## Descrição da tarefa
Escreva a continuação do texto sobre o convento de Santa Marta, começando logo depois da última frase.

## Texto do documento
- - -

Inácio fez uma exceção em favor desta casa, concedendo-lhe um
Padre jesuíta para confessor. Em breve tornou-se o fervor tão
intenso que o convento de Santa Marta era citado pelos
pregadores como um modelo de todas as virtudes. Em poucos
anos, o número das mulheres sinceramente convertidas e
penitentes tinha-se elevado a trezentas.
O espírito do mal fez todos os esforços para destruir este
grande bem. Os homens mais escandalosos da cidade queriam
abrir à força as portas do convento, e, não podendo
consegui-lo, quebraram os vidros e arremessaram-lhe pedras.

- - -

## Dados exibidos
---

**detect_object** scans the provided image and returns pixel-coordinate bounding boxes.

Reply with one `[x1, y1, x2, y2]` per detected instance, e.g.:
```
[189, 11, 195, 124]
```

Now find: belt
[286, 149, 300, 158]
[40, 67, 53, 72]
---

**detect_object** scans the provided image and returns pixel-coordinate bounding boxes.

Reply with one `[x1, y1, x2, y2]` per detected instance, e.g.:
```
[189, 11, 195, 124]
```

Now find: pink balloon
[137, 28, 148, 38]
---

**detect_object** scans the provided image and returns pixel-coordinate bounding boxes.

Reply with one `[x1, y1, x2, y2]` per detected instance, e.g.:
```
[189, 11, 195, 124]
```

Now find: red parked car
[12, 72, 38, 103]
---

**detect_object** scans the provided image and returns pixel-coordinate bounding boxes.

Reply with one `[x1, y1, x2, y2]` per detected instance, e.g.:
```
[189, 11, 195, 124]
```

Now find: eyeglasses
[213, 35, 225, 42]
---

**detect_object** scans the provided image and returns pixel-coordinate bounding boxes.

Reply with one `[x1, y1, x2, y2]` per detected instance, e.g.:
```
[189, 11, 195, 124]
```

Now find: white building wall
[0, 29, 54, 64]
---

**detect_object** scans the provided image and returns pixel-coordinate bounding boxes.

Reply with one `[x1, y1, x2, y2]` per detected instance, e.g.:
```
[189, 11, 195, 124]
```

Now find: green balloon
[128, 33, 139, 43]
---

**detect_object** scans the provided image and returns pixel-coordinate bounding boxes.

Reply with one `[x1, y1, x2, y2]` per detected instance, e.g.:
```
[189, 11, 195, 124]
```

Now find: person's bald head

- - -

## Sua resposta
Um deles, chamado Matias, não encontrando outro meio para se
vingar do zelo dos jesuítas e do seu santo fundador, recorreu
àquele já tantas vezes ensaiado sem resultado: espalhou o
boato de que o Padre Inácio e os seus eram hereges mascarados
e tinham fugido de Paris para evitar os castigos a que a
Inquisição os havia condenado. As coisas tinham avançado
tanto, que, por consideração ao seu caráter e para honra do
ministério sagrado que exerciam, Inácio julgou dever dirigir
uma memória ao Papa e pedir-lhe um novo inquérito, instando
para que nomeasse juízes. Estando doente o Cardeal-Vigário, o
pedido não teve deferimento; logo que ele se restabeleceu,
Inácio renovou o pedido e fê-lo apresentar pelo Bispo de
Césène, que dirigiu ao Papa uma memória na qual chamava santa
à Companhia de Jesus. O Cardeal-Vigário, Filipe Archinti,
dirigiu-se duas vezes ao convento de Santa Marta para
interrogar as pessoas que o habitavam acerca da doutrina e
dos costumes dos jesuítas, e Matias foi intimado a comparecer
diante do tribunal no dia 3 de Julho. Mas, em vez de se
apresentar, procurou abrandar o nosso Santo; ignorava, sem
dúvida, que, em casos semelhantes, Inácio não fraquejava.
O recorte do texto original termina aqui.